What you need to do:
Reproduce every line of the listing below verbatim, omitting the pictures from your answer.

[Detection annotation records]
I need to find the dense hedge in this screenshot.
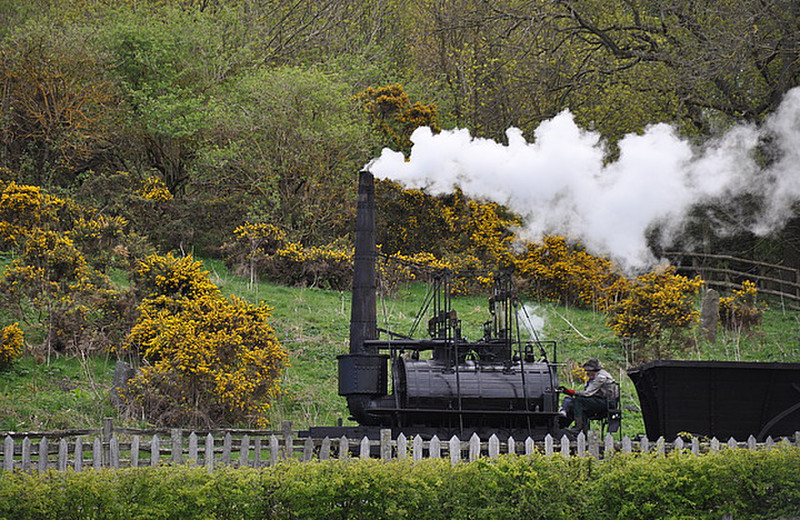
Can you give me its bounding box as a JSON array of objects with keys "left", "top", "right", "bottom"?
[{"left": 0, "top": 448, "right": 800, "bottom": 520}]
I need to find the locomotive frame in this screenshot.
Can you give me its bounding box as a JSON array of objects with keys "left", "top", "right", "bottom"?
[{"left": 312, "top": 171, "right": 559, "bottom": 438}]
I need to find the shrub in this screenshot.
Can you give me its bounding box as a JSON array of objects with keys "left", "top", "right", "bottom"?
[
  {"left": 123, "top": 255, "right": 288, "bottom": 427},
  {"left": 515, "top": 235, "right": 628, "bottom": 311},
  {"left": 0, "top": 323, "right": 25, "bottom": 370},
  {"left": 719, "top": 280, "right": 764, "bottom": 332},
  {"left": 608, "top": 266, "right": 703, "bottom": 361}
]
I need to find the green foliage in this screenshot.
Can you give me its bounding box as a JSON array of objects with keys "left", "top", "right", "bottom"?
[
  {"left": 0, "top": 448, "right": 800, "bottom": 520},
  {"left": 0, "top": 353, "right": 116, "bottom": 431},
  {"left": 608, "top": 266, "right": 703, "bottom": 361},
  {"left": 206, "top": 67, "right": 371, "bottom": 245}
]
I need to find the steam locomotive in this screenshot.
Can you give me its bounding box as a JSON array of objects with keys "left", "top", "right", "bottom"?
[{"left": 315, "top": 171, "right": 559, "bottom": 438}]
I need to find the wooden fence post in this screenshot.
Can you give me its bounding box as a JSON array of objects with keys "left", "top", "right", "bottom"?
[
  {"left": 108, "top": 435, "right": 119, "bottom": 469},
  {"left": 150, "top": 433, "right": 161, "bottom": 466},
  {"left": 36, "top": 437, "right": 47, "bottom": 473},
  {"left": 22, "top": 436, "right": 31, "bottom": 472},
  {"left": 397, "top": 432, "right": 408, "bottom": 459},
  {"left": 3, "top": 435, "right": 14, "bottom": 471},
  {"left": 205, "top": 433, "right": 214, "bottom": 473},
  {"left": 187, "top": 432, "right": 200, "bottom": 466},
  {"left": 428, "top": 435, "right": 442, "bottom": 459},
  {"left": 358, "top": 435, "right": 369, "bottom": 459},
  {"left": 170, "top": 428, "right": 183, "bottom": 465},
  {"left": 131, "top": 435, "right": 142, "bottom": 468},
  {"left": 222, "top": 432, "right": 233, "bottom": 466},
  {"left": 281, "top": 421, "right": 294, "bottom": 459},
  {"left": 92, "top": 437, "right": 103, "bottom": 469},
  {"left": 450, "top": 435, "right": 461, "bottom": 466},
  {"left": 381, "top": 428, "right": 392, "bottom": 460},
  {"left": 319, "top": 435, "right": 331, "bottom": 460},
  {"left": 73, "top": 437, "right": 83, "bottom": 471},
  {"left": 101, "top": 417, "right": 114, "bottom": 467},
  {"left": 57, "top": 438, "right": 69, "bottom": 471}
]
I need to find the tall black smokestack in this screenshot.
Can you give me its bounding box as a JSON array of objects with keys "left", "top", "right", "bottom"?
[{"left": 350, "top": 171, "right": 378, "bottom": 354}]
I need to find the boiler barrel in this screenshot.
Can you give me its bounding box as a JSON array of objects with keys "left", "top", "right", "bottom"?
[{"left": 403, "top": 360, "right": 553, "bottom": 411}]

Final answer:
I need to find the dense hedge in this screenshot.
Can you give me its bounding box as a JSON array of objects with keys "left", "top", "right", "bottom"?
[{"left": 0, "top": 448, "right": 800, "bottom": 520}]
I need to find the locomotive frame in this screenshot.
Can you give me its bounding box as a JSON array of objects with keys "left", "top", "right", "bottom"?
[{"left": 312, "top": 171, "right": 559, "bottom": 438}]
I need to find the shrub in this screenshot.
Can you give me its bounding box as a JSON array of objects with keys "left", "top", "right", "bottom"?
[
  {"left": 123, "top": 255, "right": 288, "bottom": 427},
  {"left": 515, "top": 235, "right": 628, "bottom": 311},
  {"left": 0, "top": 323, "right": 25, "bottom": 370},
  {"left": 719, "top": 280, "right": 764, "bottom": 332},
  {"left": 608, "top": 266, "right": 703, "bottom": 361}
]
I need to find the green foliage in this screenshot.
Can you give me its bounding box as a JSON array of objects with keys "left", "top", "right", "bottom"?
[
  {"left": 0, "top": 448, "right": 800, "bottom": 520},
  {"left": 0, "top": 353, "right": 116, "bottom": 431},
  {"left": 608, "top": 266, "right": 703, "bottom": 361},
  {"left": 206, "top": 67, "right": 371, "bottom": 245}
]
I need to find the steam locomotive in this screenshot.
Can you give me its bounding box as a JSON array of objects with keys "left", "top", "right", "bottom"?
[{"left": 315, "top": 171, "right": 559, "bottom": 438}]
I need to find the wooden fence post in this screenshot.
Can you give me its bounding box as a JSON array of objects with keys "left", "top", "right", "bottom"?
[
  {"left": 108, "top": 435, "right": 119, "bottom": 469},
  {"left": 150, "top": 433, "right": 161, "bottom": 466},
  {"left": 36, "top": 437, "right": 47, "bottom": 473},
  {"left": 22, "top": 436, "right": 31, "bottom": 472},
  {"left": 397, "top": 432, "right": 408, "bottom": 459},
  {"left": 3, "top": 435, "right": 14, "bottom": 471},
  {"left": 205, "top": 433, "right": 214, "bottom": 473},
  {"left": 187, "top": 432, "right": 200, "bottom": 466},
  {"left": 428, "top": 435, "right": 442, "bottom": 459},
  {"left": 358, "top": 435, "right": 369, "bottom": 459},
  {"left": 170, "top": 428, "right": 183, "bottom": 465},
  {"left": 131, "top": 435, "right": 142, "bottom": 468},
  {"left": 222, "top": 432, "right": 233, "bottom": 466},
  {"left": 281, "top": 421, "right": 294, "bottom": 459},
  {"left": 92, "top": 437, "right": 103, "bottom": 469},
  {"left": 450, "top": 435, "right": 461, "bottom": 466},
  {"left": 381, "top": 428, "right": 392, "bottom": 460},
  {"left": 319, "top": 435, "right": 331, "bottom": 460},
  {"left": 73, "top": 437, "right": 83, "bottom": 471},
  {"left": 101, "top": 417, "right": 114, "bottom": 467},
  {"left": 57, "top": 438, "right": 69, "bottom": 471}
]
I need to find the tall black smokestack in this screenshot.
Can you give me its bounding box as a JSON array of objects with keys "left", "top", "right", "bottom"?
[{"left": 350, "top": 171, "right": 378, "bottom": 354}]
I need to find the boiler barrel in this screenshot.
Can you give me its bounding box as a JSON array of objects with keys "left", "top", "right", "bottom"?
[{"left": 403, "top": 360, "right": 553, "bottom": 411}]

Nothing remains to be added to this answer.